In the records below, find every line containing the string "sprinkle" and copy each of those lines. Treat uppercase and lowercase letters as different.

— begin RECORDS FOR THIS TASK —

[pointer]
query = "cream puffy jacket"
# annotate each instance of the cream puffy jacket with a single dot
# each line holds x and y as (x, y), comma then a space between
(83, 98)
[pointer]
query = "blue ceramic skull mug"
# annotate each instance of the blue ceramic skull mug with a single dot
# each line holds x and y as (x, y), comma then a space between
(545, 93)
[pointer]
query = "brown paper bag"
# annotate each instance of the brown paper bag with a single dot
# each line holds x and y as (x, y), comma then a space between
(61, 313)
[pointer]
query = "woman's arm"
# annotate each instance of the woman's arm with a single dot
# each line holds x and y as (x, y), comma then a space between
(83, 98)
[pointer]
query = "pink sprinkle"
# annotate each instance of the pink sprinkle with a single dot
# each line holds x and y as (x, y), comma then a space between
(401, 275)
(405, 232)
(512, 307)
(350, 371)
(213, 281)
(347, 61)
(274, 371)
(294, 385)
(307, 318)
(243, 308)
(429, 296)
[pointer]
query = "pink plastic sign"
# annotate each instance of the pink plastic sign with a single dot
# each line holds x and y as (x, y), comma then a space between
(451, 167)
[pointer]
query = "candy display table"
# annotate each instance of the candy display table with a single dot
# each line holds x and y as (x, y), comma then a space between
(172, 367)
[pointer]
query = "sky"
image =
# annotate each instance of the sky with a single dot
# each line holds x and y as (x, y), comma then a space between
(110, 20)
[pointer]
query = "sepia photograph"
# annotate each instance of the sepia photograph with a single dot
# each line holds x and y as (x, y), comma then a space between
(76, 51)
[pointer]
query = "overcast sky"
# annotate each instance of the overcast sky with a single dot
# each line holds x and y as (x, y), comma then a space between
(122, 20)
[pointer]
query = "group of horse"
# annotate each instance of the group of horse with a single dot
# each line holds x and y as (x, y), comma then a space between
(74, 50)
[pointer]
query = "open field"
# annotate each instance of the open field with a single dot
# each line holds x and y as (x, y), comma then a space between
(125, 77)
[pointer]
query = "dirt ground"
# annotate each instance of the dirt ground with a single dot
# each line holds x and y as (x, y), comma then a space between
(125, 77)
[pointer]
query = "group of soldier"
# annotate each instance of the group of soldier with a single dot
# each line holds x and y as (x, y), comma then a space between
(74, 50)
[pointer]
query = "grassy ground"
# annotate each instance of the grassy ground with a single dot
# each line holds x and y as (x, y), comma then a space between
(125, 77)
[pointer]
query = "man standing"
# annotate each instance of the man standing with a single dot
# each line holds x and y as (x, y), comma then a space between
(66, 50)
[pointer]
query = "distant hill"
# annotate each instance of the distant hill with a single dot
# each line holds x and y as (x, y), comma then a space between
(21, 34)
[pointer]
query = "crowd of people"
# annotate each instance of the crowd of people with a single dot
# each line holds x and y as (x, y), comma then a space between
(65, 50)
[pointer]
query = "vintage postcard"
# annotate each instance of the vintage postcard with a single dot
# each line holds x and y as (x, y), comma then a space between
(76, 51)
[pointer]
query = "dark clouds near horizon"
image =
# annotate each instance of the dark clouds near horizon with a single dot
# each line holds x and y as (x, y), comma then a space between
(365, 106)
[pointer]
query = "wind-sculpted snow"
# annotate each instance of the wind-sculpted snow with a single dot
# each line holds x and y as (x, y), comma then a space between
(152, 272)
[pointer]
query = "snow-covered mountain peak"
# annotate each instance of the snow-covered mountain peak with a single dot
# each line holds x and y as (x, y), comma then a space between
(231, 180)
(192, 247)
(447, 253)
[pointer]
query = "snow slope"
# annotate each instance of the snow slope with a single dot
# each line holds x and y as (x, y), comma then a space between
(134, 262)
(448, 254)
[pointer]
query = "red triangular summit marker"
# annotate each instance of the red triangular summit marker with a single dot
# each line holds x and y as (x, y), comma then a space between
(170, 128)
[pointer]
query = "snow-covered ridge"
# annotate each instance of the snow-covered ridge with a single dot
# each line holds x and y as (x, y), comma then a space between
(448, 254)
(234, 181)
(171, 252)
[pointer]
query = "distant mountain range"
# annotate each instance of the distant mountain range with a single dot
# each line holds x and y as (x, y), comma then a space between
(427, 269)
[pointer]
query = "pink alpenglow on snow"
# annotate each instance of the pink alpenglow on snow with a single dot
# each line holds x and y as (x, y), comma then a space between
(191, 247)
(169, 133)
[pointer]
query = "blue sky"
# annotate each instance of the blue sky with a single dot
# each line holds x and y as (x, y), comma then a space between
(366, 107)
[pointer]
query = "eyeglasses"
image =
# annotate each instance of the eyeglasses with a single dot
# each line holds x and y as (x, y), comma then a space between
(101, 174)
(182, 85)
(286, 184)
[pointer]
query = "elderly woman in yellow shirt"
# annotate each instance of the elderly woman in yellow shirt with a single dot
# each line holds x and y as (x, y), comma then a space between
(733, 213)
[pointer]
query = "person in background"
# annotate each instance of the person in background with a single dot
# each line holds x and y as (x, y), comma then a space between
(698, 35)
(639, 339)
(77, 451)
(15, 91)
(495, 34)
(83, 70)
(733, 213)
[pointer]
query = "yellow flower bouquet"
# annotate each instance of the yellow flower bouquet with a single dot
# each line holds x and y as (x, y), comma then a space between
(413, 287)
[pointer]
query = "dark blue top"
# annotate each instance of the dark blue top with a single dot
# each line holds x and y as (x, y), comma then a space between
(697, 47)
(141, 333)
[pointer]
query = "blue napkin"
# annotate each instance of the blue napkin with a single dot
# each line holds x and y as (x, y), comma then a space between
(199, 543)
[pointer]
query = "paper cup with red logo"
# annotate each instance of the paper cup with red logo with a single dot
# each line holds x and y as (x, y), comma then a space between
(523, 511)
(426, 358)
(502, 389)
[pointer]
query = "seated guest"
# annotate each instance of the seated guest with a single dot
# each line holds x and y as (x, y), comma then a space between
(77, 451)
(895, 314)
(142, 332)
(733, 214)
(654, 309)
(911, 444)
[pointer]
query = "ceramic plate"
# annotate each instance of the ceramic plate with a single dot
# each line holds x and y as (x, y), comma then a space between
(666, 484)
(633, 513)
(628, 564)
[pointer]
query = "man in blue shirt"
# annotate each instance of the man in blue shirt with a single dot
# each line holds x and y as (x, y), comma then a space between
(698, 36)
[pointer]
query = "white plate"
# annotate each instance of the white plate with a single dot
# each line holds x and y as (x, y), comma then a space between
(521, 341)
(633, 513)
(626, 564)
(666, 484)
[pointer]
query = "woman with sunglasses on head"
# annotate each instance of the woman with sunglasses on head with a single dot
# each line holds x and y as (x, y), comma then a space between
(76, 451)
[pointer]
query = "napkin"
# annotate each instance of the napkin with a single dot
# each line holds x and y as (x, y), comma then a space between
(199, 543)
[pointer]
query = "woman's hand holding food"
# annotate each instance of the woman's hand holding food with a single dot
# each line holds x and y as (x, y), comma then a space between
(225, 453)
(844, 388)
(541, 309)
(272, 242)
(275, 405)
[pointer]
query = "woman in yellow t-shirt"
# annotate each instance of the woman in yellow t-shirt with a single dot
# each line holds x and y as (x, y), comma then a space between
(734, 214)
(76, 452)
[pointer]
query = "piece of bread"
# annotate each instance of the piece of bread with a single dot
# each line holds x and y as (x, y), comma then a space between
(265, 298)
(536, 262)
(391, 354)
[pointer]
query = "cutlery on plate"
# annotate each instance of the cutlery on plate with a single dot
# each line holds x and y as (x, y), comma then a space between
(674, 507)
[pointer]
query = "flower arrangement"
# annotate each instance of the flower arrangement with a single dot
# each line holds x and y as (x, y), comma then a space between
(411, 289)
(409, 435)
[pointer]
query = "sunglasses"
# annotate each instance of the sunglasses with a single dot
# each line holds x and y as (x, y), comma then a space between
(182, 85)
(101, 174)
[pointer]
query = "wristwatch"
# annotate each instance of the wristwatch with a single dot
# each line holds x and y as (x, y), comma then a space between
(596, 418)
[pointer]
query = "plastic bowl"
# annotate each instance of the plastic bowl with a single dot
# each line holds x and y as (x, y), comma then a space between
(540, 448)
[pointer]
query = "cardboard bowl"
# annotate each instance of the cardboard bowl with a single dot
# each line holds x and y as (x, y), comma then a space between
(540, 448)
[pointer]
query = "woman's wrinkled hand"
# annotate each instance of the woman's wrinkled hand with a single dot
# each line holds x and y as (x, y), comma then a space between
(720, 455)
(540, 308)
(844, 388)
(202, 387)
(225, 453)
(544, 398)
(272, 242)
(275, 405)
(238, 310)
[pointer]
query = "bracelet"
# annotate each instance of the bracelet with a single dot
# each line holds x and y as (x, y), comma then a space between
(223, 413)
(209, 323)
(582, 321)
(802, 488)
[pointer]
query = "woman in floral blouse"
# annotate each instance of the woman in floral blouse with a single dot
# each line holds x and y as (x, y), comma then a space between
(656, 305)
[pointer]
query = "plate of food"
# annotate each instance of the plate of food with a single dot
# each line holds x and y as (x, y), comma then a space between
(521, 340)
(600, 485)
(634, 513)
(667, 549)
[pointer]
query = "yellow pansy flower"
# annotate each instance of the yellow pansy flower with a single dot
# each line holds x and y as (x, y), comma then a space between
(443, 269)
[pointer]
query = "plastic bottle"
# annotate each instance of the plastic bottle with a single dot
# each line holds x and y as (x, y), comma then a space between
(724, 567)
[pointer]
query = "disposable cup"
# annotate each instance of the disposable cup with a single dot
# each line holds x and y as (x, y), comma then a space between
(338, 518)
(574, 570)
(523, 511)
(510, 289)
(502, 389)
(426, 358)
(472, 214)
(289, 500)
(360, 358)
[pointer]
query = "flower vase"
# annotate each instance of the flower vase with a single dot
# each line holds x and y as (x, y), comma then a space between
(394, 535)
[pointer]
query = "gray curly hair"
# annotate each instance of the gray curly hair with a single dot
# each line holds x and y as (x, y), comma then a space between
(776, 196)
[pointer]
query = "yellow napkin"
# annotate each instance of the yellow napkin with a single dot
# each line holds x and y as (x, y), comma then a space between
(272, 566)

— end RECORDS FOR THIS TASK —

[WRITTEN SOLUTION]
query = "pink sprinkle"
# annotate each instance of the pink sprinkle with a single dot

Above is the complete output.